Mr. Bewick, pronounced BUICK,
rests in the churchyard at Ovingham,
pronounced AH-VIN-JUM,
a part of the Tyne Valley
now occupied by Horsey
People who have hardly ever heard

of him

Henry David Thoreau has a maple syrup mishap, 152 years ago yesterday.

(Yes, I know. I’ve been back from holiday ages. Work’n’stuff, what can I tellya?)

Bookish holiday


I took it [Gravity’s Rainbow ] on holiday to Greece with me in 1987. For three days I manfully ploughed on until I realised that it was actually ruining my vacation. I’d only got to page 127, and in the meantime my friend had not only polished off Kennedy for the Defence but was steaming through A House for Mr Biswas. I jettisoned it in the left luggage locker at Nafpolio station. It’s probably still there.

– an unnamed contributor to The Guardian, 29 May 2004, from Julie Rugg and Linda Murphy, A Book Addict’s Treasury (2006).

I’m off on holiday to the Yorkshire Dales for the next week or so, where I confidently hope to be steaming through Oliver VII by Antal Szerb. Anti-Pynchonism aside, though, which I must deplore, this is a caveat. It might well end up being some as-yet-unsuspected treasure dug out of the secondhand bookshop in Settle. I don’t think I’ll be jettisoning this book down a buttertub, though, somehow. Postings, however, will be even sparser than usual.

UPDATE: The Pushkin Press site, to which the link above points, seems to be down at the moment, but here’s a link to the Guardian review of Oliver VII which begins:

Is it possible to construct a novel out of pure joy? To construct a Shakespearean idyll when Europe is being overrun by Nazis, and the writer, personally, is in great danger?

Chris Engman, The Library, 2005: “I purchased these books at a discounted rate from a used bookstore, where many of them had sat on shelves for more than a decade, unwanted.”

via wood s lot

“…And the prize for the image that best sums up the state of this blog goes to…”

Lori Nix, “Library”, from The City

Lori Nix Photography, via neko at ffffound!, who spotted it here.

_ _ _ _ _ _ _

Required tasks ::
**a)** In the book blog excerpt, where did the Guardian contributor leave Gravity's Rainbow?
**b)** Go on with the book blog excerpt from its last line.

Collected data
_ _ _ _ _ _ _

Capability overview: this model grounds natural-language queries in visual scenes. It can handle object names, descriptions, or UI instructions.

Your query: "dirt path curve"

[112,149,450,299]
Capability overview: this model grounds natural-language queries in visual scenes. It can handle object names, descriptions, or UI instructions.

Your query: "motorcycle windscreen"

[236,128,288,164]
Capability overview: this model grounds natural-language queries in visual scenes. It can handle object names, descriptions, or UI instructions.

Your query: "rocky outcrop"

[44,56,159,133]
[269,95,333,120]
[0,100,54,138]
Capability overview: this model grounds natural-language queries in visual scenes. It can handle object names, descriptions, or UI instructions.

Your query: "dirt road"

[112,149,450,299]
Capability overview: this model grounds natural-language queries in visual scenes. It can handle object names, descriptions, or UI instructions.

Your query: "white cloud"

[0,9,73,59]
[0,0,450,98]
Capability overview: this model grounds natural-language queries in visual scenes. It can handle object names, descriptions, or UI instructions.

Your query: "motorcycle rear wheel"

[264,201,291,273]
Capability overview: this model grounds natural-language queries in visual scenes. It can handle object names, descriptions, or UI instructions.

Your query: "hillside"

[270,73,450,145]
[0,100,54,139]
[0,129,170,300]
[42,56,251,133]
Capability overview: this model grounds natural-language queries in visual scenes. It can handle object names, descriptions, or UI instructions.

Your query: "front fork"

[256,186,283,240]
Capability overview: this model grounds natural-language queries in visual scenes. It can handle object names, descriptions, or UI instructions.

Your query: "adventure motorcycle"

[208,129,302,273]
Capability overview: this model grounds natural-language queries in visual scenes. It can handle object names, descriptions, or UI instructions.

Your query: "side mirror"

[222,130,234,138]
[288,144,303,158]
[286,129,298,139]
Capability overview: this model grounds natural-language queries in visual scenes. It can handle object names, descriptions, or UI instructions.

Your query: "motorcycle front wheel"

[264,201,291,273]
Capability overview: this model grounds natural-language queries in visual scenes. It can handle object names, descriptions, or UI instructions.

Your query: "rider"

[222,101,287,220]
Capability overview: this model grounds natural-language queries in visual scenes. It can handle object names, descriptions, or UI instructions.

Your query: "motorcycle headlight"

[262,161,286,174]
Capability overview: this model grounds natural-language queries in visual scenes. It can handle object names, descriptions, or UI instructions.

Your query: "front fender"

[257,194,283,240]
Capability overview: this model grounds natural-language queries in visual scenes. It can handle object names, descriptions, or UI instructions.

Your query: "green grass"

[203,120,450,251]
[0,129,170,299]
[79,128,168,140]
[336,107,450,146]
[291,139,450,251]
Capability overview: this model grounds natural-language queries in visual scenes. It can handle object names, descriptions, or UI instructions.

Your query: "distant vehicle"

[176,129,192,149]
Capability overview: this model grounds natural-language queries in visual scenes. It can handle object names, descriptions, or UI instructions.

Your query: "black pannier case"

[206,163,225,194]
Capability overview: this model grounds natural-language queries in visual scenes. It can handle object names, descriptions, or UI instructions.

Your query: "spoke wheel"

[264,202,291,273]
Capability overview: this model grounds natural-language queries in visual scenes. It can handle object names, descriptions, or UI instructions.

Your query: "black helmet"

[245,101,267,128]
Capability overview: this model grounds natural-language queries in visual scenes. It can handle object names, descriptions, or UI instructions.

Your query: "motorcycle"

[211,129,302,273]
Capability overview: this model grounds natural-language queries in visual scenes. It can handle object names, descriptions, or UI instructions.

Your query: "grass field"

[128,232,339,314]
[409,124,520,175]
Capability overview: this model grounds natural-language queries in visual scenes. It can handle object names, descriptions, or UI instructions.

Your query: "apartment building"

_ _ _ _ _ _ _

Task responses ::
**a)** In the left luggage locker at Nafpolio station.

**b)**
An amazing photoset on Flickr: The Detroit Public Schools Book Depository/ Roosevelt Warehouse

This is a building where our deeply-troubled public school system once stored its supplies, and then one day apparently walked away from it all, allowing everything to go to waste. The interior has been ravaged by fires and the supplies that haven’t burned have been subjected to 20 years of Michigan weather. To walk around this building transcends the sort of typical ruin-fetishism and “sadness” some get from a beautiful abandoned building. This city’s school district is so impoverished that students are not allowed to take their textbooks home to do homework, and many of its administrators are so corrupt that every few months the newspapers have a field day with their scandals, sweetheart-deals, and expensive trips made at the expense of a population of children who can no longer rely on a public education to help lift them from the cycle of violence and poverty that has made Detroit the most dangerous city in America. To walk through this ruin, more than any other, I think, is to obliquely experience the real tragedy of this city; not some sentimental tragedy of brick and plaster, but one of people.

Sweet Juniper!, via mefithingsmakinglight

“Read them and weep”, I think, is the only appropriate comment here. This is just tragic – as one of the commenters on Sweet Juniper says, “There is a guy in Detroit, wearing a nice suit, that is responsible for this. He gets to go home smiling, well paid, and nothing will be done about it.”

Dino Buzzati, novelist, writer of short stories, I know quite well – one story, about a man hospitalized for some unspecified disease, and moved repeatedly from ward to ward, and level to level, in the hospital according to the supposed severity of said disease, is as Kafkaesque as anything by Kafka.

Dino Buzzati, illustrator, not so much – until now.